▶ _DIRECTIONS FOR THIS TASK_:
Return every record below exactly as written, but leave out the pictures.

▶ _Stored records_:
━━━━━━━━━━━━━━━━

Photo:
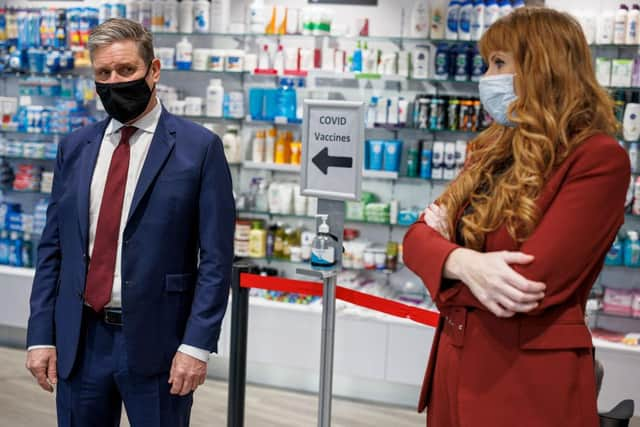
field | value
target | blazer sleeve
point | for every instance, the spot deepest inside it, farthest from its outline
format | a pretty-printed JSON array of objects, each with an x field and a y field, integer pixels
[
  {"x": 575, "y": 231},
  {"x": 216, "y": 232},
  {"x": 41, "y": 327}
]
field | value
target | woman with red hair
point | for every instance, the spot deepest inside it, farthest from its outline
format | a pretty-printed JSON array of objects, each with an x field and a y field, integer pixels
[{"x": 510, "y": 251}]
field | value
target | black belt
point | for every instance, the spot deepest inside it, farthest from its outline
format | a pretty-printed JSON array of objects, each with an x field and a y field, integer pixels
[{"x": 113, "y": 316}]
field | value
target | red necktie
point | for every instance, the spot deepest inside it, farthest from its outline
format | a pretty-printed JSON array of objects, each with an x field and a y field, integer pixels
[{"x": 105, "y": 247}]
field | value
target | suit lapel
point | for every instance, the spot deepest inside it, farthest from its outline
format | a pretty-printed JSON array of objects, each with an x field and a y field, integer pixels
[
  {"x": 85, "y": 175},
  {"x": 159, "y": 150}
]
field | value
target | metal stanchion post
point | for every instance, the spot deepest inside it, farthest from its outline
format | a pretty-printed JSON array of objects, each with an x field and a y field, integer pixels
[{"x": 238, "y": 350}]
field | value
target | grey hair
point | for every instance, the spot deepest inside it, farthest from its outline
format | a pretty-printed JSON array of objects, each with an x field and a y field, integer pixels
[{"x": 118, "y": 29}]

━━━━━━━━━━━━━━━━

▶ _ANSWER FOR THE TASK_:
Photo:
field | value
target | blazer sleeve
point | for every instance, the spot deepest inside it, farthest from its outline
format | a pretty-printed JSON array of objects, each with an x field and a y field, integer pixels
[
  {"x": 575, "y": 231},
  {"x": 216, "y": 232},
  {"x": 41, "y": 327}
]
field | value
target | woman with red hair
point | for every instance, the spot deepest inside it, farthest from its outline
format | a pretty-printed JSON array of objects, each with an x field and a y field, integer pixels
[{"x": 510, "y": 251}]
field | value
target | black belt
point | for every instance, the spot deepest inside it, farthest from its outline
format | a pretty-printed JSON array of objects, each with an x field and a y field, integer pixels
[{"x": 113, "y": 316}]
field | value
target | red necktie
point | for every instance, the spot deepest inside it, farthest from its outline
format | a pretty-printed JSON array of objects, each with an x field and a y field, integer pixels
[{"x": 105, "y": 247}]
field | value
target | suit lapel
point | for every instance, the spot deepest inside it, farthest from its outline
format | a pretty-printed JSON array of objects, each with an x field and a y field, integer pixels
[
  {"x": 85, "y": 175},
  {"x": 159, "y": 150}
]
field | value
target | metal stanchion post
point | for every instance, the spot deepest inside it, farthest from its outline
format | a pretty-printed JSON array of objects, each with an x field and a y field, integer pixels
[{"x": 238, "y": 350}]
field | value
target | grey hair
point | for every instance, the spot deepest inside it, farthest from its outline
format | a pretty-printed JSON array of objects, each with an x field and a y field, integer pixels
[{"x": 118, "y": 29}]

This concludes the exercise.